### PAGE
● ● ●

Data Mining – Semantic Web Mining

Presented by: R.S.Ch.Sridevi,M.B.Sruthi,K.N.V.Bhavani

4thyr B.Tech,

M.V.G.R.Coll.of Engg

Abstract –

This paper gives as an overview of semantic

web mining, semantic web languages and

applications of semantic web. Semantic Web Mining

aims at combining the two fast-developing research

areas Semantic Web and Web Mining. The idea is to

improve, on the one hand, the results of Web Mining

by exploiting the new semantic structures in the

Web; and to make use of Web Mining, on the other

hand, for building up the Semantic Web.

Keywords – Semantic Web, Web Mining, World

Wide Web, Meta data, RDF, Web Development.

I INTRODUCTION

Semantic Web Mining aims at combining the two

areas Semantic Web and Web Mining. This vision

follows our observation that trends converge in both

areas: increasing numbers of researchers work on

improving the results of Web Mining by exploiting (the

new) semantic structures in the Web, and make use of

Web Mining techniques for building the Semantic Web.

● ● ●

### TASK SET
• A. Answer from the semantic web mining paper:
(i) Which three things does the abstract say the paper gives an overview of?
(ii) Which keyword comes right after "Meta data" in the keyword list?
(iii) According to the introduction, what two things do increasing numbers of researchers work on?
• B. Render this sentence from the semantic web mining paper in Spanish: "Semantic Web Mining aims at combining the two fast-developing research areas Semantic Web and Web Mining."
• C. Write the next part of the semantic web mining paper, following its last sentence.
You can ignore the rows that follow the semantic web mining paper.

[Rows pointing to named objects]

● ● ●

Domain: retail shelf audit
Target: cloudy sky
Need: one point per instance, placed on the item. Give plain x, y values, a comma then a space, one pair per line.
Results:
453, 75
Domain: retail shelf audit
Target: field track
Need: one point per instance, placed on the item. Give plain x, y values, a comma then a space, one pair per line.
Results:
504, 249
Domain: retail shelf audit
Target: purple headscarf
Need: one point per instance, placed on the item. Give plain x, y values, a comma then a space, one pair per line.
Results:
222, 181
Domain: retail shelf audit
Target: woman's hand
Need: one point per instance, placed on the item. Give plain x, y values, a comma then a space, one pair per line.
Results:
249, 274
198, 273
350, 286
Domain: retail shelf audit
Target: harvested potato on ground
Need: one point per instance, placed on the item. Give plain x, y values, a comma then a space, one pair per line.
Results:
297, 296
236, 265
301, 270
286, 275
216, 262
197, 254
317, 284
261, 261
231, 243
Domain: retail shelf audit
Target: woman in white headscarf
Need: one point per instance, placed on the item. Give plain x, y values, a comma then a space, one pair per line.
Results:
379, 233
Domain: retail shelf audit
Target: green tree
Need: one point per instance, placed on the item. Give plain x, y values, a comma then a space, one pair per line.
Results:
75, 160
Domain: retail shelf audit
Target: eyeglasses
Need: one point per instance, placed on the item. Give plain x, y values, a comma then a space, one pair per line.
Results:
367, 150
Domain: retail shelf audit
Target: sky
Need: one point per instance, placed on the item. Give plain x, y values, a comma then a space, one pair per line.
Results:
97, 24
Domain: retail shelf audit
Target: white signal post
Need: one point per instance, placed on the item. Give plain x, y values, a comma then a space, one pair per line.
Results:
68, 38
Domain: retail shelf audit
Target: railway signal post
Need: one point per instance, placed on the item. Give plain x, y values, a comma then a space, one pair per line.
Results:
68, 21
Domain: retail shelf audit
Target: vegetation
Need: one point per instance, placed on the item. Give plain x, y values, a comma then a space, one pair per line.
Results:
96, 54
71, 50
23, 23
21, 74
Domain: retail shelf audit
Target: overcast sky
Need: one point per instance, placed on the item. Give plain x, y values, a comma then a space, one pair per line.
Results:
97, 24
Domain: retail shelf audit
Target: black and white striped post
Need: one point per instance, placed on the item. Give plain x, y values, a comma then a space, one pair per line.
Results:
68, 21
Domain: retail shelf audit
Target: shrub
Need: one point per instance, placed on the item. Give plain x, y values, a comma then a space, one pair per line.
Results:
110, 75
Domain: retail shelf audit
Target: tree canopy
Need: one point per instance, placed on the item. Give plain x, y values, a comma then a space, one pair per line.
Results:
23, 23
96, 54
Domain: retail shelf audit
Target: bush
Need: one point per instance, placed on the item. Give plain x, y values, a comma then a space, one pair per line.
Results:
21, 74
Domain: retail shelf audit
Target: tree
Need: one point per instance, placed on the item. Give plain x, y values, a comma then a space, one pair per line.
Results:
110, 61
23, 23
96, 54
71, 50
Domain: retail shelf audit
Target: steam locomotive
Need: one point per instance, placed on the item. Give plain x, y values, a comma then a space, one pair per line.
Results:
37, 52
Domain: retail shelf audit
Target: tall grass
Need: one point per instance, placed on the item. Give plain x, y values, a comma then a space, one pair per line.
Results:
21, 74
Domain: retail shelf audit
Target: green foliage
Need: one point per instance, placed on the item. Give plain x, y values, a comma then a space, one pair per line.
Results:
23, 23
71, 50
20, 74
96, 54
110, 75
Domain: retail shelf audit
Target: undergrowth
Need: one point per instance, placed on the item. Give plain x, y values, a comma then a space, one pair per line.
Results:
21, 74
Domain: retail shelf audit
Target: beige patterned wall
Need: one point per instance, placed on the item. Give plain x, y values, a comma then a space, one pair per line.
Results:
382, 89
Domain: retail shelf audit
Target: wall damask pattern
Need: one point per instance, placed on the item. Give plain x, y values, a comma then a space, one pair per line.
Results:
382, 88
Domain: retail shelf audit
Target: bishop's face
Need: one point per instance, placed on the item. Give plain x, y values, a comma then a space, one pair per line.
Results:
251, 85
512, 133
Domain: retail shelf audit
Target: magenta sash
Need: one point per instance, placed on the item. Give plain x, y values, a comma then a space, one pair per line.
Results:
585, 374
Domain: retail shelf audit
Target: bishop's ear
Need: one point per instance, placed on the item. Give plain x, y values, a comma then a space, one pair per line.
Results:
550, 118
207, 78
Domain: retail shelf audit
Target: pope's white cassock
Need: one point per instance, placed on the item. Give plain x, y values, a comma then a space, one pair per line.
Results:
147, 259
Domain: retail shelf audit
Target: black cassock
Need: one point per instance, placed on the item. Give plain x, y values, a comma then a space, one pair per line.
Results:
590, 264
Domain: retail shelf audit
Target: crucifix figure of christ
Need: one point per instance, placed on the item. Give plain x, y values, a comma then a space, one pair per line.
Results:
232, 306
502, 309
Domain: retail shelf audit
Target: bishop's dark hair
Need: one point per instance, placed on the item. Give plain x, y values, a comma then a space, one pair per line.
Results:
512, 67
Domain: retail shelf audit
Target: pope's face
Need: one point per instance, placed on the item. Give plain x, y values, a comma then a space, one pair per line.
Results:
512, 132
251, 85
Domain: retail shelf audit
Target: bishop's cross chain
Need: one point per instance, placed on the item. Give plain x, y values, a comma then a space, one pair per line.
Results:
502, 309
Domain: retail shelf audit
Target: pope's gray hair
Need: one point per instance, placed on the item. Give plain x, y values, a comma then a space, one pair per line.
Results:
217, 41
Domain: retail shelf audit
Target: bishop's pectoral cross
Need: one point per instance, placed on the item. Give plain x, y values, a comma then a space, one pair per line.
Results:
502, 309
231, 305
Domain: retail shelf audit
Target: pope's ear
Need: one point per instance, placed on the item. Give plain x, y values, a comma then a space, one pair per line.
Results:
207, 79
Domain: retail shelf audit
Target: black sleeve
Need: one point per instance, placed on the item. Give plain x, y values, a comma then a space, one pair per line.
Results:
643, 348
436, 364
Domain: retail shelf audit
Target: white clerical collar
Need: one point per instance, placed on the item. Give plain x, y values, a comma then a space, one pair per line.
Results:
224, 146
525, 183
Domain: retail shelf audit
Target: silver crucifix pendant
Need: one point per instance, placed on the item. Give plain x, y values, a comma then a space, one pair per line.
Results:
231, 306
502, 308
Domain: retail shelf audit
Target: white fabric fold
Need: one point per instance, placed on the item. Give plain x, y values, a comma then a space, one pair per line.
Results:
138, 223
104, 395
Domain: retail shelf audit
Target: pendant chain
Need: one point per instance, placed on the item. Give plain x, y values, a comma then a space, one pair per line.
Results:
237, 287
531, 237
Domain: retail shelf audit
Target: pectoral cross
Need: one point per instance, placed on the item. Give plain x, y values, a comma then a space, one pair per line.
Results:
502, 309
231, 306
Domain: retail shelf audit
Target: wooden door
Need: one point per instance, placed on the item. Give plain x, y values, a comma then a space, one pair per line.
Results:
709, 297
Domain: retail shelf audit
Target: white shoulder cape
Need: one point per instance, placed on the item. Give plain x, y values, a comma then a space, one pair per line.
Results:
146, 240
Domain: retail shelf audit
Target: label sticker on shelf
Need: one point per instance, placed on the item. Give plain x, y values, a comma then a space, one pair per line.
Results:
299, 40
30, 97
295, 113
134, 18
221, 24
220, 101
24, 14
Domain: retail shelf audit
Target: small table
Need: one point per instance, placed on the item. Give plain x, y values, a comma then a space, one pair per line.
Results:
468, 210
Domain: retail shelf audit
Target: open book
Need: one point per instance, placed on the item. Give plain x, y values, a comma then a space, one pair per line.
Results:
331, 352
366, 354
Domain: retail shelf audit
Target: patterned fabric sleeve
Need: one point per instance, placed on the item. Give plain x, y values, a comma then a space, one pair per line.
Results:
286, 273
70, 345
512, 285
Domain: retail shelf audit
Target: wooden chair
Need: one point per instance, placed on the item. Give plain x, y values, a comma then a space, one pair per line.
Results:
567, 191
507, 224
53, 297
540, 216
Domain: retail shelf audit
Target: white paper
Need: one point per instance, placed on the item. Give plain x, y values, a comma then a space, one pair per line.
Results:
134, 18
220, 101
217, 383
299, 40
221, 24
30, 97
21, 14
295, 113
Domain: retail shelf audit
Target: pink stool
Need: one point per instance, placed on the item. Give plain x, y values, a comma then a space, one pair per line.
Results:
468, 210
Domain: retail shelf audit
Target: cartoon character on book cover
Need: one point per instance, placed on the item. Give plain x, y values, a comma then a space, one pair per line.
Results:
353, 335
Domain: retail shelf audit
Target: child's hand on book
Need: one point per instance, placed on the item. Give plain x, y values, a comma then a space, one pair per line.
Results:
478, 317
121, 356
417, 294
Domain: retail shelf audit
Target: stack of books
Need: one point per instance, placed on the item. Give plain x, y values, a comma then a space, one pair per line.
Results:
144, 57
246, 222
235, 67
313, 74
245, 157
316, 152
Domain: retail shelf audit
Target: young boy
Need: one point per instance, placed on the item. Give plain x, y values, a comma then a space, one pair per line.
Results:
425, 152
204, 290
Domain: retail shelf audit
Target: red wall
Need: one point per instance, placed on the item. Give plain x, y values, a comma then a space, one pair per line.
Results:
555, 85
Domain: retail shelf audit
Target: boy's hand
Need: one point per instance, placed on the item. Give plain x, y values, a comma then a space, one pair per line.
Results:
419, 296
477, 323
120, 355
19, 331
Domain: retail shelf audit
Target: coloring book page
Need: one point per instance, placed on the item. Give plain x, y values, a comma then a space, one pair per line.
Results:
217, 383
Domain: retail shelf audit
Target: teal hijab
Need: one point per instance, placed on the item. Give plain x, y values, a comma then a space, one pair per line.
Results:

● ● ●

### ANSWERS GIVEN
• A.
(i) Semantic web mining, semantic web languages, and applications of semantic web.
(ii) RDF.
(iii) Improving the results of Web Mining by exploiting (the new) semantic structures in the Web, and making use of Web Mining techniques for building the Semantic Web.

• B. La minería de la web semántica tiene como objetivo combinar las dos áreas de investigación de rápido desarrollo: la web semántica y la minería web.

• C.
Last but not least, these techniques can be used for

mining the Semantic Web itself. The wording Semantic

Web Mining emphasizes this spectrum of possible

interaction between both research areas: it can be read

both as Semantic (Web Mining) and as (Semantic Web)

Mining.

In the past few years, there have been many

attempts at “breaking the syntax barrier”1 on the Web. A

number of them rely on the semantic information in text

corpora that is implicitly exploited by statistical

methods. Some methods also analyze the structural

characteristics of data; they profit from standardized

syntax like XML. In this paper, we concentrate on

markup and mining approaches that refer to an explicit

conceptualization of entities in the respective domain.

These relate the syntactic tokens to background

knowledge represented in a model with formal

semantics. When we use the term “semantic”, we thus

have in mind a formal logical model to represent

knowledge.


The aim of this paper is to give an overview of

where the two areas of Semantic Web and Web Mining

meet today. In our survey, we will first describe the

current state of the two areas and then discuss, using an

example, their combination, thereby outlining future

research topics. We will provide references to typical

approaches. Most of them have not been developed

explicitly to close the gap between the Semantic Web

and Web Mining, but they fit naturally into this scheme.

II SEMANTIC WEB

The Semantic Web was thought up by Tim

Berners-Lee, inventor of the WWW, URIs, HTTP, and

HTML. There is a dedicated team of people at the World

Wide Web consortium (W3C) working to improve,

extend and standardize the system, and many languages,

publications, tools and so on have already been

developed.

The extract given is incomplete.